> **EXTRACTED INFORMATION**:

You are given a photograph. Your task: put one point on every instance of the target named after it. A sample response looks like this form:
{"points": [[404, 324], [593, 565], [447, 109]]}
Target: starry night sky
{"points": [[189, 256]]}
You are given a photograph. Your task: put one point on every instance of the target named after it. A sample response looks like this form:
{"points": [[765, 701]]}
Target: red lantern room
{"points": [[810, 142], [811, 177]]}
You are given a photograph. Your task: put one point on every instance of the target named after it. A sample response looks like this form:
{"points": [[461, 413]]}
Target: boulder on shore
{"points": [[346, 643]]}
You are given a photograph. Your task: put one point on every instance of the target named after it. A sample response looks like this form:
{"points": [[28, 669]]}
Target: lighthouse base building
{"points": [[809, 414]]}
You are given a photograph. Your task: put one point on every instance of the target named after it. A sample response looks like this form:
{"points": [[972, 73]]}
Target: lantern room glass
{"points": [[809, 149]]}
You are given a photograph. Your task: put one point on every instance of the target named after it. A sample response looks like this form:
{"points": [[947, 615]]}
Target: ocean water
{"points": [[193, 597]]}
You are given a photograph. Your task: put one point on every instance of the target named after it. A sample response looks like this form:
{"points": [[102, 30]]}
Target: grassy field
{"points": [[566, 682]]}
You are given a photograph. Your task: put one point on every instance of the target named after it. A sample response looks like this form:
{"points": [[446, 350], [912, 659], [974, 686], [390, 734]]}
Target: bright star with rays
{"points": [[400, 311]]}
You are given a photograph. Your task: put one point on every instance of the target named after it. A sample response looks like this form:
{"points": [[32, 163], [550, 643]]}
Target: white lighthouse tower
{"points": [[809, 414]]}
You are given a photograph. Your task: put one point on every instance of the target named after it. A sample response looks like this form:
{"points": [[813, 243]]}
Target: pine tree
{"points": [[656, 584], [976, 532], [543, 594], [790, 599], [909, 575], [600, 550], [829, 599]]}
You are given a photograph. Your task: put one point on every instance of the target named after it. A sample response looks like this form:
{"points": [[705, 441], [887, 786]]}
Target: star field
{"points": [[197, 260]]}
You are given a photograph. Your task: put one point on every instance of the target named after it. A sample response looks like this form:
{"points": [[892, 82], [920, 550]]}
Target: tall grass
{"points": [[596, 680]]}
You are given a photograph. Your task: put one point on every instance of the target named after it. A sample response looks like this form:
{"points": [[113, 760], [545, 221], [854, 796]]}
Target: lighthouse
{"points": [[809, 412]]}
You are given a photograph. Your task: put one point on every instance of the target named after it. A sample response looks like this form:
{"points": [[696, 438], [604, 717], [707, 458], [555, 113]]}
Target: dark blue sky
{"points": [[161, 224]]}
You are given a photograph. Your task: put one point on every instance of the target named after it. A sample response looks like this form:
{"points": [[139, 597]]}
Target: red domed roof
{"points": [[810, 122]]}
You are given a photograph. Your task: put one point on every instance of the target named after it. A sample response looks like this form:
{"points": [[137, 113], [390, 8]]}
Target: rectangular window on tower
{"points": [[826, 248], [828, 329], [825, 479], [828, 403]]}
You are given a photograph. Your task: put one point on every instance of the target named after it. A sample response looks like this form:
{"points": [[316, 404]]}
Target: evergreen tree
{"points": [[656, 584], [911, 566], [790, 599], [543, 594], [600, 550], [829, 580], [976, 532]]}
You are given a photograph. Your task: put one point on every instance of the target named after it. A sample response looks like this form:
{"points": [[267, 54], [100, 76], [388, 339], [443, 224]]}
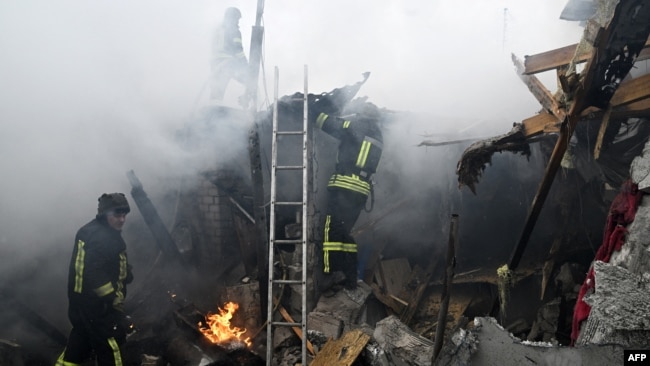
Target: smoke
{"points": [[91, 90]]}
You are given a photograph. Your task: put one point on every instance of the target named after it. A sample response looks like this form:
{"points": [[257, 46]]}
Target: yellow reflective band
{"points": [[352, 183], [363, 154], [61, 362], [340, 247], [117, 356], [104, 290], [321, 119], [123, 270], [326, 261], [79, 267], [326, 235]]}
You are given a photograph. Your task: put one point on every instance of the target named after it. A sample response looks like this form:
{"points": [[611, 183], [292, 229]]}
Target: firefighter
{"points": [[97, 279], [228, 58], [359, 152]]}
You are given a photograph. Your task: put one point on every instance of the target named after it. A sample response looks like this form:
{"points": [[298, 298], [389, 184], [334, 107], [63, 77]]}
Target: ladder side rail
{"points": [[274, 156], [305, 163]]}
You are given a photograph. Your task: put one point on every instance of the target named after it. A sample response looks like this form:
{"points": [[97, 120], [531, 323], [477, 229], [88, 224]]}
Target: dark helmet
{"points": [[115, 202], [232, 13]]}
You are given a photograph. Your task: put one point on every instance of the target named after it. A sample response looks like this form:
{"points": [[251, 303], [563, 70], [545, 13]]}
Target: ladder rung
{"points": [[290, 167], [288, 282], [288, 241], [287, 324], [290, 132], [288, 203]]}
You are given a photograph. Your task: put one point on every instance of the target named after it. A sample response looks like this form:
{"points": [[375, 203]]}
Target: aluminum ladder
{"points": [[274, 283]]}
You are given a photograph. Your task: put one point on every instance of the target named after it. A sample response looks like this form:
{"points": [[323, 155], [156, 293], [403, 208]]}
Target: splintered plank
{"points": [[343, 351]]}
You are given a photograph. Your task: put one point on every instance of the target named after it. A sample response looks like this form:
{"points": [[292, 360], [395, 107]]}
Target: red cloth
{"points": [[621, 214]]}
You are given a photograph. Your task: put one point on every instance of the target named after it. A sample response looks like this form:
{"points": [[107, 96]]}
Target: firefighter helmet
{"points": [[112, 202], [232, 13]]}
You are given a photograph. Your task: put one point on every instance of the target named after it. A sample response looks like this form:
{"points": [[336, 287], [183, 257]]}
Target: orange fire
{"points": [[218, 329]]}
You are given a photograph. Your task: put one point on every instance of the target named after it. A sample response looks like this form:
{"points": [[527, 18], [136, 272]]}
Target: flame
{"points": [[218, 329]]}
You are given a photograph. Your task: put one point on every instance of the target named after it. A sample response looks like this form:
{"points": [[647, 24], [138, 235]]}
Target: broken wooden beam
{"points": [[152, 219], [539, 91], [343, 351], [446, 289], [563, 56]]}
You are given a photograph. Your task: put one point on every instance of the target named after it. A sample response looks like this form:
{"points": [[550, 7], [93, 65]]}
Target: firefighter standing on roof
{"points": [[228, 58], [348, 189], [98, 275]]}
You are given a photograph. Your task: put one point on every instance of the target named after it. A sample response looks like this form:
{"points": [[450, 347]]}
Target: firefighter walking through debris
{"points": [[348, 189], [97, 278]]}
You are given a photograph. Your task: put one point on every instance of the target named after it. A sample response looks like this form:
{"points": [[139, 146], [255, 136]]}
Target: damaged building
{"points": [[546, 264]]}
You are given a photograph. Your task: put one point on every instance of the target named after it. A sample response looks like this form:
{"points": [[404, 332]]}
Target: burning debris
{"points": [[218, 329]]}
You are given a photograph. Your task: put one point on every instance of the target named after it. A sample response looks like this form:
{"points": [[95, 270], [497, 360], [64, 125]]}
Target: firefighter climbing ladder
{"points": [[300, 326]]}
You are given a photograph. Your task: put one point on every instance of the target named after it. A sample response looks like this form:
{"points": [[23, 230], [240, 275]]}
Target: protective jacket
{"points": [[227, 43], [360, 148], [98, 274], [357, 159]]}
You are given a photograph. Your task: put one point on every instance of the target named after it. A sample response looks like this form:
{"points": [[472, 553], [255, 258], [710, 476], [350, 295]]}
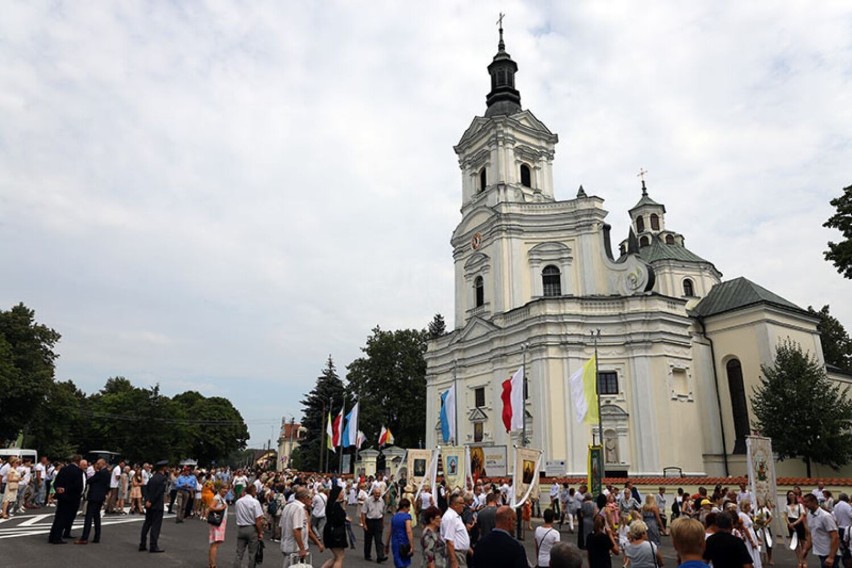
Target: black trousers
{"points": [[66, 510], [373, 532], [153, 522], [93, 515]]}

> **WORK TO BE COMPLETED**: Leave the images out, please, and restate each line word for word.

> **FINISHED ANSWER**:
You are given a photograph. Your task: put one point on every instance of the target named after it. A sample response looks like this form:
{"points": [[404, 324], [593, 565], [447, 109]]}
Target: starry night sky
{"points": [[189, 256]]}
You are given a photograph. Your task: put one point on every instance of the target named after it. A sample response looks like this form:
{"points": [[765, 701]]}
Target: red lantern room
{"points": [[810, 142], [811, 177]]}
You are given a photograph. Your task: put one point on every instance of the target named after it. A sample response looks like this form:
{"points": [[461, 413]]}
Target: boulder on shore
{"points": [[346, 643]]}
You are given a photograph. Your task: put one point on every instance of the target named after it. A sample response looks like this form:
{"points": [[28, 669]]}
Target: lighthouse base building
{"points": [[809, 414]]}
You are given a photograph. Your task: put one point on every instance of the target named after it. A sample response looks like this form:
{"points": [[972, 73]]}
Target: lantern room glass
{"points": [[809, 149]]}
You are given a photograph. Your task: put one point on every instance of the target named after it. A sample response looks like this form:
{"points": [[947, 615]]}
Target: ocean water
{"points": [[193, 597]]}
You are given a photograph. Your task: put one point on every instance of the target named after it. A sample response looks like this form:
{"points": [[102, 30]]}
Target: grassy field
{"points": [[566, 682]]}
You are given a photograph. Your task: put one point on every instance of the target named after it. A sample response looks like this form:
{"points": [[446, 350], [912, 659], [974, 686], [390, 734]]}
Target: bright star with rays
{"points": [[400, 311]]}
You are given a photograph. Your task: put one point on every instance of the target named after it. A sample response looks like this form:
{"points": [[32, 163], [550, 643]]}
Target: white lighthouse tower
{"points": [[809, 414]]}
You are given a photograph. Your task: put one point on every instance of the target named after it. A sample response looks like this form:
{"points": [[813, 243]]}
Target: pine tree
{"points": [[656, 584], [976, 532], [543, 594], [790, 599], [909, 575], [600, 550], [829, 599]]}
You are given a photograph. Your task: put one point on every instance of the target named after it. A sample response looks like this form:
{"points": [[705, 441], [887, 786]]}
Target: star field
{"points": [[197, 260]]}
You are given a photograph. Your task: put one point on every instance of the target named after it. A sample response looks like this form:
{"points": [[892, 82], [920, 550]]}
Target: tall grass
{"points": [[596, 680]]}
You are given a photograph. Your task: put one point on every instance of the target named after it. A sample response looks like this form:
{"points": [[113, 760], [545, 221], [854, 796]]}
Target: lighthouse
{"points": [[809, 412]]}
You are given a photograph. Your task: put one point on every instance of the target named after it. A sample response looks like this form:
{"points": [[696, 438], [604, 717], [707, 458], [555, 113]]}
Target: dark blue sky
{"points": [[161, 224]]}
You are given a photograph. Your task: put one point on every instance of the target named after it. A sample response looks like this form:
{"points": [[139, 597]]}
Target: red domed roof
{"points": [[810, 122]]}
You are given a photograph. Your task: put one point on every instance of the target named after it. A sample response looks like this form:
{"points": [[137, 113], [390, 8]]}
Target: rectangular window on tower
{"points": [[826, 248], [828, 329], [825, 479], [828, 403]]}
You are given a photograph. Your task: put one point on every instance of the target named after it. A sample response looks like this form:
{"points": [[316, 404]]}
Target: evergreen tree
{"points": [[656, 584], [911, 566], [790, 599], [543, 594], [600, 550], [829, 580], [976, 532]]}
You are given a photograph. Your task: put one point on every instance of the target named after it. A sample response looks like this form:
{"points": [[267, 54], [100, 76], [388, 339], [443, 224]]}
Target: smoke
{"points": [[91, 90]]}
You are given a photograph. Your task: put one point on every instance of the target named after it. A sample response looks like this form:
{"points": [[257, 46]]}
Target: yellow reflective band
{"points": [[352, 183], [363, 154], [61, 362], [340, 247], [117, 356], [104, 290], [321, 119], [123, 270], [326, 261], [79, 267], [326, 235]]}
You are given a photograph. Your task: put one point on every instance of the target named after it. A sample response looks like this form:
{"points": [[611, 183], [292, 229]]}
Target: firefighter
{"points": [[97, 279], [228, 58], [359, 152]]}
You are given a photograph. Your task: put one point on every instance of the target named after it. A sample response looks like this form:
{"points": [[298, 298], [389, 184], [334, 107], [63, 77]]}
Target: ladder side rail
{"points": [[274, 156], [305, 163]]}
You are given a photograph. Your task: put one point on every instance of the target named after it. A sample response looks like this form:
{"points": [[97, 120], [531, 323], [477, 229], [88, 224]]}
Target: dark helmet
{"points": [[115, 202], [232, 13]]}
You are given a photograph. Your task: put one point on every instance of the target named after it. A sample response looks like this form:
{"points": [[251, 303], [563, 70], [545, 13]]}
Target: ladder rung
{"points": [[290, 167], [288, 282], [288, 241], [287, 324], [290, 132], [288, 203]]}
You are given a photograph. Your task: put one point on every instance of the target named after it. A sample response looks like this form:
{"points": [[375, 203]]}
Target: aluminum ladder
{"points": [[274, 283]]}
You are given a photograph. Your task: put one point on every instance of the target named after it. A sample response looks like this form:
{"points": [[323, 155], [156, 293], [403, 208]]}
Target: splintered plank
{"points": [[343, 351]]}
You are given a photograph. Your task: put one point on every instance of the target named after it. A sample response looks like this form:
{"points": [[292, 360], [395, 107]]}
Target: red cloth
{"points": [[621, 214]]}
You are given a photograph. Your task: put one point on every instance of the target named after it. A sample response looks like this form:
{"points": [[107, 96]]}
Target: firefighter helmet
{"points": [[112, 202], [232, 13]]}
You are given a photograph. Your task: put one point on every instance of the target named after it. A sample response looks like this form:
{"points": [[336, 287], [183, 257]]}
Target: orange fire
{"points": [[218, 329]]}
You are given a photograph. Your task: put one point on every instance of the target named after it. A sample response looks like this form:
{"points": [[527, 18], [136, 272]]}
Target: flame
{"points": [[218, 329]]}
You are given a photograph. Your task: put one point on every instance of the target named after it. A sample response looks like this form:
{"points": [[647, 24], [138, 235]]}
Target: broken wooden beam
{"points": [[152, 219], [539, 91], [343, 351], [446, 289], [563, 56]]}
You are given a photograph. Your task: put one point on every instance of the target named after it. A sample response looks like this form:
{"points": [[550, 7], [93, 65]]}
Target: firefighter standing on roof
{"points": [[228, 58], [348, 189], [98, 275]]}
You are given a photograph. Your task: put one point on every instance of the target named after it. A sample response looks like this form:
{"points": [[450, 347]]}
Target: firefighter walking through debris
{"points": [[348, 189], [97, 278]]}
You are given a photograph. Your task: put one point on every instance of the target named after it. A sample response looks like this form:
{"points": [[139, 146], [255, 136]]}
Target: damaged building
{"points": [[546, 264]]}
You are given a photograph. Your task: put one point on every instance of the target named after it. A sample response looks like this form:
{"points": [[404, 332]]}
Target: burning debris
{"points": [[218, 329]]}
You are given a photograph. Your task: put one point on every instance of the target named after it. A sample response looks like this form:
{"points": [[95, 270], [497, 360], [64, 125]]}
Target: firefighter climbing ladder
{"points": [[300, 326]]}
You are given a photograph. Your task: put one point on every instance of the target named after it. A sample response looks like this form:
{"points": [[23, 230], [240, 275]]}
Target: protective jacket
{"points": [[227, 43], [360, 148], [98, 274], [357, 159]]}
You are given a photograph. Your task: put one point on every instance of the target named after it. A sample response looks like this form:
{"points": [[472, 553], [255, 258], [710, 476], [350, 295]]}
Target: black trousers
{"points": [[66, 510], [373, 532], [153, 522], [93, 515]]}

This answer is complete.